Task brief ::
With the images left out, print all of the records below exactly.

(Referring expression data)

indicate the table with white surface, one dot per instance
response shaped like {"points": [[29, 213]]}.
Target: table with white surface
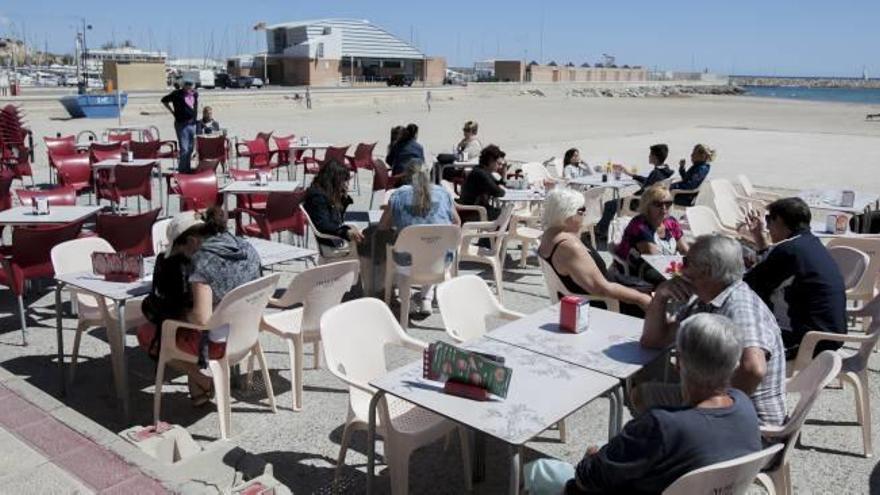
{"points": [[609, 346], [660, 262], [542, 392], [137, 162], [270, 253], [24, 215]]}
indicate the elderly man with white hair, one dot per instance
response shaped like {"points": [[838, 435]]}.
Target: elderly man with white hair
{"points": [[714, 423], [711, 282]]}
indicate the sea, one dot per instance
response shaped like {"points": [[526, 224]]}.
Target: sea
{"points": [[840, 95]]}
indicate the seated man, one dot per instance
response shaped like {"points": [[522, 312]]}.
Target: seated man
{"points": [[711, 282], [797, 278], [715, 423]]}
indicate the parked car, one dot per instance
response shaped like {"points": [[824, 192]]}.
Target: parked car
{"points": [[400, 80]]}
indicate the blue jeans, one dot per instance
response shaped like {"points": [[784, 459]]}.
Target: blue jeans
{"points": [[186, 137]]}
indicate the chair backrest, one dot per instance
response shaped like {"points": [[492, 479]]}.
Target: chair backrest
{"points": [[58, 196], [211, 147], [355, 334], [76, 255], [242, 309], [465, 302], [429, 247], [867, 287], [335, 153], [197, 191], [128, 233], [159, 234], [702, 221], [363, 155], [808, 383], [31, 251], [852, 263], [99, 152], [733, 477], [319, 289], [145, 150]]}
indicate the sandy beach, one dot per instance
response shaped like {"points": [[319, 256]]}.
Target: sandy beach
{"points": [[779, 143]]}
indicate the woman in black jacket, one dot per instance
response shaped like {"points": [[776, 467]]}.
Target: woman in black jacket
{"points": [[326, 201]]}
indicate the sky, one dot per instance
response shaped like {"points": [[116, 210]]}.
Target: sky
{"points": [[781, 37]]}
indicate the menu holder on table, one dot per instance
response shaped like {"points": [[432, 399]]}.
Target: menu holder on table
{"points": [[118, 267], [466, 373]]}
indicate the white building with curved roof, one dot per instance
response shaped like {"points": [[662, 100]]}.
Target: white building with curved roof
{"points": [[329, 52]]}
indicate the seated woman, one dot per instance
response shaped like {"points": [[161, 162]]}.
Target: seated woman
{"points": [[717, 423], [578, 266], [481, 185], [693, 177], [419, 202], [572, 166], [202, 264], [326, 201], [653, 231]]}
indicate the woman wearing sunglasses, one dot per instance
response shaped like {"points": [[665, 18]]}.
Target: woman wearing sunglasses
{"points": [[653, 231]]}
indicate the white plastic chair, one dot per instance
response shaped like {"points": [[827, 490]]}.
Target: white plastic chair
{"points": [[465, 302], [329, 254], [160, 235], [808, 383], [866, 289], [556, 287], [428, 247], [733, 477], [493, 256], [93, 311], [852, 263], [240, 310], [854, 369], [316, 290], [703, 221], [355, 336]]}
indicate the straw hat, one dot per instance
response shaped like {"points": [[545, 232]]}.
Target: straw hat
{"points": [[180, 224]]}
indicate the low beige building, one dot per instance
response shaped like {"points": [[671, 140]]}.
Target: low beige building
{"points": [[518, 71]]}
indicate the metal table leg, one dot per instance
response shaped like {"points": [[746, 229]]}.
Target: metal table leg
{"points": [[371, 439], [59, 335], [515, 460]]}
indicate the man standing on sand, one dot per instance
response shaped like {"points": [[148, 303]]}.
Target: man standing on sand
{"points": [[184, 105]]}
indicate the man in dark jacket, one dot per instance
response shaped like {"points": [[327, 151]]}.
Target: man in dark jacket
{"points": [[796, 277], [184, 105]]}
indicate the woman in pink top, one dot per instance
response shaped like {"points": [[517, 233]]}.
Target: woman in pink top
{"points": [[653, 231]]}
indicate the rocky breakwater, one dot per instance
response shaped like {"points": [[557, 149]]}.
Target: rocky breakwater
{"points": [[646, 91]]}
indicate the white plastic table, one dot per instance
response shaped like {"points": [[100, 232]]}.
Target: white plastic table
{"points": [[24, 215], [271, 253], [660, 262], [543, 391], [609, 346]]}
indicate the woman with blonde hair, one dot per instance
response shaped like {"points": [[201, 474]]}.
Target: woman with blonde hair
{"points": [[418, 202], [578, 266], [653, 231], [693, 177]]}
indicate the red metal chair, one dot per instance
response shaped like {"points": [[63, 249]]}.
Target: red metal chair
{"points": [[99, 152], [59, 196], [282, 145], [75, 171], [282, 214], [213, 148], [197, 191], [362, 159], [128, 233], [259, 155], [125, 181], [255, 202], [29, 258]]}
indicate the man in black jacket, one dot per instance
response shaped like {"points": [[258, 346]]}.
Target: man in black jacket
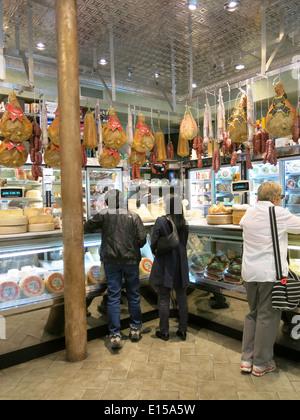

Response below ::
indicate the table with white surface, one dot per instance
response shaped like {"points": [[29, 213]]}.
Target: table with white surface
{"points": [[609, 346], [660, 262], [542, 392], [137, 162], [270, 253], [24, 215]]}
indicate the elderly man with white hair, one dot per instance
response shaped like {"points": [[838, 435]]}.
Target: elderly man with white hair
{"points": [[714, 423], [711, 282]]}
indicate the sea, one dot per instance
response shaped like {"points": [[526, 224]]}.
Target: sea
{"points": [[840, 95]]}
indicate the seated man, one dot per instance
response shaped like {"points": [[522, 312]]}.
Target: seated man
{"points": [[711, 282], [797, 278], [715, 423]]}
indicate the parked car, one dot per instance
response shaped like {"points": [[824, 192]]}.
Target: parked car
{"points": [[400, 80]]}
indicate the blue jeans, one dot per instance
response shaped like {"points": [[784, 459]]}.
Target: blue jeans
{"points": [[186, 137]]}
indicate the chair backrest, one dot per instance
response shaped like {"points": [[492, 479]]}.
Target: chair backrest
{"points": [[58, 196], [211, 147], [355, 334], [76, 255], [242, 309], [465, 302], [429, 247], [867, 287], [335, 153], [197, 191], [128, 233], [159, 234], [702, 221], [363, 155], [808, 383], [31, 251], [852, 263], [99, 152], [733, 477], [319, 289], [145, 150]]}
indicate the sandy beach, one dot per instance
response shaped like {"points": [[319, 256]]}.
Target: sandy beach
{"points": [[779, 143]]}
indicate the woman in black jacket, one dot per instance
response shaped like {"points": [[776, 467]]}.
Target: woman in black jacket
{"points": [[326, 201]]}
indicate the sky, one dot per instance
response shaped like {"points": [[116, 210]]}.
Target: sky
{"points": [[781, 37]]}
indicate the menu holder on table, one dot per instance
response shaped like {"points": [[432, 399]]}.
Target: menu holder on table
{"points": [[118, 267], [466, 373]]}
indicate the white building with curved roof, one dot per instance
response shaped like {"points": [[662, 100]]}.
Target: white building with curved roof
{"points": [[329, 52]]}
indicate the seated woman, one dot per instance
response shaped like {"points": [[161, 162]]}.
Target: seated woman
{"points": [[717, 423], [578, 266], [481, 185], [693, 177], [419, 202], [572, 166], [202, 264], [326, 201], [653, 231]]}
indicate the woman wearing sunglasses, one dot per instance
response shaped like {"points": [[665, 18]]}.
Target: woman wearing sunglasses
{"points": [[653, 231]]}
indicate the white plastic chair, one dot per instance
response shaped like {"points": [[827, 490]]}.
Target: white plastic chair
{"points": [[465, 302], [329, 254], [160, 235], [808, 383], [866, 289], [556, 287], [428, 247], [733, 477], [493, 256], [93, 311], [852, 263], [240, 310], [854, 369], [316, 290], [703, 221], [355, 336]]}
indicate the straw hat, one dot per instance
response shaped like {"points": [[545, 232]]}.
Target: straw hat
{"points": [[180, 224]]}
indicate the low beige building, one dot per instance
response shaped like {"points": [[671, 140]]}.
Target: low beige building
{"points": [[518, 71]]}
indicate the metal table leg, one dot per instance
response shaped like {"points": [[746, 229]]}.
Target: metal table leg
{"points": [[371, 439], [59, 335], [515, 460]]}
indicate the man standing on sand, one dot per instance
response shaped like {"points": [[148, 303]]}.
Target: man standing on sand
{"points": [[184, 105]]}
indicate the man in dark jacket, one dot per instance
response shaped like {"points": [[327, 151]]}.
Target: man in dark jacket
{"points": [[796, 277], [184, 105]]}
indicate the woman in pink top, one dot per instance
response shaped like {"points": [[517, 233]]}.
Target: woman in pink top
{"points": [[653, 231]]}
indicate the rocky breakwater, one dot per instance
response shaped like {"points": [[557, 149]]}.
Target: rocky breakwater
{"points": [[646, 91]]}
indicate the white plastic table, one dot per instance
response shaped like {"points": [[100, 232]]}.
Target: white plastic table
{"points": [[24, 215], [271, 253], [660, 262], [543, 391], [609, 346]]}
indicate the woman with blonde hair, one dot per instance
response shaped like {"points": [[201, 474]]}.
Target: woman with blonde hair
{"points": [[418, 202], [578, 266], [653, 231], [693, 177]]}
indicate the red metal chair, one dot per instance
response shaped like {"points": [[63, 249]]}.
Target: red metal chair
{"points": [[99, 152], [59, 196], [282, 145], [75, 171], [282, 214], [213, 148], [197, 191], [362, 159], [128, 233], [259, 155], [125, 181], [255, 202], [29, 258]]}
indicate the man in black jacket, one dot per instance
response shaped like {"points": [[258, 346]]}.
Target: man in black jacket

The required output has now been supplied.